● Selected text
──────
If just watching the trailer for The Lodge had you on the edge of your seat, I can understand why maybe you’re not ready to watch the whole film, especially in a dark theater. The psychological thriller, from the directors of Goodnight Mommy Veronika Franz and Severin Fiala, stars Riley Keough as Grace, the young soon-to-be-stepmom and former member of a cult run by her dad. The movie starts with one hell of a gruesome scene and only gets better from there. So if you’re not willing to check out the whole creepy film, keep reading to see all the details you’re going to miss.
The story starts with Laura (Alicia Silverstone) taking her kids (Jaeden Martell and Lia McHugh) to their dad’s (Richard Armitage) house. Upon arriving, Richard tells Laura that it’s time to finalize their divorce because he wants to marry Grace (Keough), and Laura can’t handle it. She returns home and promptly puts a bullet in her mouth.
──────
● Given information
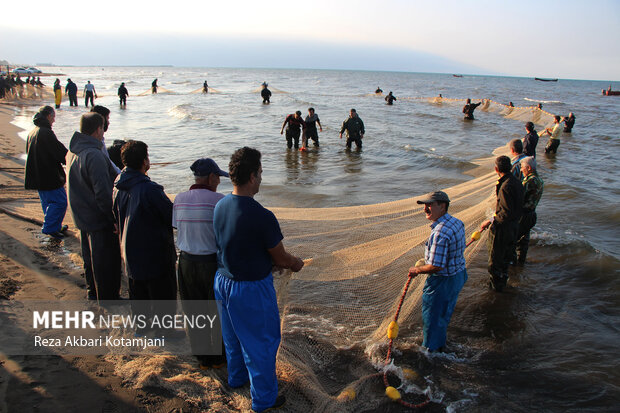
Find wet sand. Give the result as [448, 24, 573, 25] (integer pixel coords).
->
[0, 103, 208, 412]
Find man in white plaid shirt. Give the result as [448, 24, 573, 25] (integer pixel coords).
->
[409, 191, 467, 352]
──────
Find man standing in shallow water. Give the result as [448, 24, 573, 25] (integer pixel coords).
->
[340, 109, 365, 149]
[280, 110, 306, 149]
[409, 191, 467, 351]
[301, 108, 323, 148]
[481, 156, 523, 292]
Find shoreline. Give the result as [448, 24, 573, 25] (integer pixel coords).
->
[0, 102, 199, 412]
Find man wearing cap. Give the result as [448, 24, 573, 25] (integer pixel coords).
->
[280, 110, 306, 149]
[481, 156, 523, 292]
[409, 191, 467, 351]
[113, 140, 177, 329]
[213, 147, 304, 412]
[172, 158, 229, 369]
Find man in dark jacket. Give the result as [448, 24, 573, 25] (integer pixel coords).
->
──────
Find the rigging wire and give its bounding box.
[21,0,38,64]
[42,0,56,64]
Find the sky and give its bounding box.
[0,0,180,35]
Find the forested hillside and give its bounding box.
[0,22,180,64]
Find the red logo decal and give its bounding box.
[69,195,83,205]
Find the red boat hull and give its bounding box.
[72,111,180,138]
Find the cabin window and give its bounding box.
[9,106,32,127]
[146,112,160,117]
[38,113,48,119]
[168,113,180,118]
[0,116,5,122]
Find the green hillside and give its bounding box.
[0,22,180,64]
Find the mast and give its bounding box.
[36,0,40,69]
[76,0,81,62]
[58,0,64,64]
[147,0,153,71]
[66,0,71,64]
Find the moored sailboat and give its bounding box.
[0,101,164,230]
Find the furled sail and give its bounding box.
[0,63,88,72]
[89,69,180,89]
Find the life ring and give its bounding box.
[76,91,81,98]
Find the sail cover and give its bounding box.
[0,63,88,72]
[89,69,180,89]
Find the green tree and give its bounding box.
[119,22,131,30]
──────
● Things to do
**a.** Name every actor the piece about The Lodge mentions.
**b.** From the piece about The Lodge, print the stretch from "The story starts" through "in her mouth.".
The entries have nothing to do with the piece about The Lodge.

● Expected results
**a.** Riley Keough, Alicia Silverstone, Jaeden Martell, Lia McHugh, Richard Armitage

**b.**
The story starts with Laura (Alicia Silverstone) taking her kids (Jaeden Martell and Lia McHugh) to their dad’s (Richard Armitage) house. Upon arriving, Richard tells Laura that it’s time to finalize their divorce because he wants to marry Grace (Keough), and Laura can’t handle it. She returns home and promptly puts a bullet in her mouth.